= EXERCISE =
Update the records below by replacing each occurrence of "with one marker apiece" with "with a single marker each", leaving all other text unchanged.

= DATA ENTRIES =
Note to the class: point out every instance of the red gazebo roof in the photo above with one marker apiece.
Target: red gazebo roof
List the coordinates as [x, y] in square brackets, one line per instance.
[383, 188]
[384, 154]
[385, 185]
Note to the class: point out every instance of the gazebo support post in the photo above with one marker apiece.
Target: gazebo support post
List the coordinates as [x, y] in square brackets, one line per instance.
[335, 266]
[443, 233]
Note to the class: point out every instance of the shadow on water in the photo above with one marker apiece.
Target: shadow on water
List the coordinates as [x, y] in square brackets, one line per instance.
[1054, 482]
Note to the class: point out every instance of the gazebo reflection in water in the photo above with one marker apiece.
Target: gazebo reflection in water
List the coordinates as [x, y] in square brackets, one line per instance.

= FULL RESPONSE =
Note to the class: point out every instance of the red gazebo roof in the photo above with a single marker each.
Target: red gazebo roof
List the coordinates as [x, y] in square brackets, one line per instance.
[383, 188]
[384, 154]
[385, 185]
Note to the class: point out every instance of the gazebo support post in the photo above with a single marker each.
Target: gazebo support post
List the coordinates as [x, y] in square brackets, one line per instance.
[335, 266]
[443, 233]
Note to the class: point out every instance of the shadow on water in the photo above with a single marker each.
Target: shadow on water
List the coordinates as [x, y] in square brackets, one line per instance.
[1054, 482]
Note to the class: point out every instance of the gazebo reflection in water in the photo above with a single marker each.
Target: gazebo reflection in water
List the coordinates as [x, y] in square brackets, one line per instance.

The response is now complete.